#### Task to complete
Each entry that follows must be output without any deviation.

>> Start Data to use

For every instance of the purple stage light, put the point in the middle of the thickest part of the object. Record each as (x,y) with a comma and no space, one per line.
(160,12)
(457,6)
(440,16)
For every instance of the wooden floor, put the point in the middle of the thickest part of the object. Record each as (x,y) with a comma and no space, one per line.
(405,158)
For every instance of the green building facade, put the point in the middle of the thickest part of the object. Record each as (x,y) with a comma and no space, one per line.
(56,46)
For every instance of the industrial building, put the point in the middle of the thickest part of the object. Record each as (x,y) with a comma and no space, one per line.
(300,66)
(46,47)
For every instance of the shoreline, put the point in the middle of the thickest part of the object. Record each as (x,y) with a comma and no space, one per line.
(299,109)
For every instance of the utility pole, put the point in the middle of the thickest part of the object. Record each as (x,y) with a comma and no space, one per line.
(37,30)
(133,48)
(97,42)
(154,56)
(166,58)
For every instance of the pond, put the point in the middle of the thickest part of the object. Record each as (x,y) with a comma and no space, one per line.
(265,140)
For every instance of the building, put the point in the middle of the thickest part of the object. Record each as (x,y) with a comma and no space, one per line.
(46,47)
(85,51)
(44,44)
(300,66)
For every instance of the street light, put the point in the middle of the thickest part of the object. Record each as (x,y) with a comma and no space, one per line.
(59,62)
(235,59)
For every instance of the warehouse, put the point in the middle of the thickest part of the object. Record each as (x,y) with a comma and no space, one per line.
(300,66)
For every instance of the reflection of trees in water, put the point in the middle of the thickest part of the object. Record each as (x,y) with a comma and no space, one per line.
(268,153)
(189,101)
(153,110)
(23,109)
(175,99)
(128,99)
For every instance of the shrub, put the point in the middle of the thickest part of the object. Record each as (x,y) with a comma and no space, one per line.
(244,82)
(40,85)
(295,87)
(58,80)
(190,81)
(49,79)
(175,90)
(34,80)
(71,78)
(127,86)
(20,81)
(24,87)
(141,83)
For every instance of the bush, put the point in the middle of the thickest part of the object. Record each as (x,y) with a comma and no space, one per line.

>> End Data to use

#### Finished exercise
For every instance of the purple stage light, put the point in the middle of the thickest part of the object. Record each as (x,y) with a comma and no space, one per line.
(160,12)
(457,6)
(440,16)
For every instance of the wooden floor, put the point in the middle of the thickest part of the object. Record each as (x,y) with a comma and no space, one per line.
(405,158)
For every instance of the green building facade, put the point in the middle of the thickest part of the object. Record each as (x,y) with a comma and no space, one per line.
(56,46)
For every instance of the industrial building, put the point in the middle of the thickest part of the object. Record each as (x,y) with a comma and no space, one per line.
(300,66)
(46,47)
For every instance of the shoreline, put the point in the middle of the thickest part of the object. Record each as (x,y) with a comma and no space, one per line.
(299,109)
For every instance of the utility pole, put the point in the middle of the thickest part of the object. Record each as (x,y) with a comma and no space, one per line.
(37,30)
(133,48)
(97,42)
(154,56)
(166,58)
For every instance of the pond, put the point in the middle of the thickest part of the object. Record each as (x,y) with a comma and no space, one per line.
(265,140)
For every instance of the building, put the point in the middle of the thickest part of the object. Record each as (x,y) with a comma and no space, one per line.
(46,47)
(85,51)
(44,44)
(300,66)
For every instance of the street light, put the point in the middle of the thickest part of the object. Record each as (x,y) with a comma and no space, one per line.
(59,62)
(235,59)
For every instance of the warehouse, put the point in the middle of the thickest part of the object. Record each as (x,y) with a comma and no space, one per line.
(300,66)
For every instance of the reflection of trees in water, put the point in the middle of the thickest part of the object. Record each as (x,y) with a comma and no space, one per line.
(268,153)
(189,101)
(153,110)
(23,109)
(175,99)
(128,99)
For every instance of the shrub, put the point in the middle of the thickest part of the object. Record each as (x,y) with a comma and no space, one per line.
(244,82)
(40,85)
(295,87)
(58,80)
(190,81)
(49,79)
(175,90)
(34,80)
(71,78)
(127,86)
(20,81)
(24,87)
(141,83)
For every instance of the bush, put the point in the middle of the thickest part of the object. Record each as (x,y) with a comma and no space, one per line.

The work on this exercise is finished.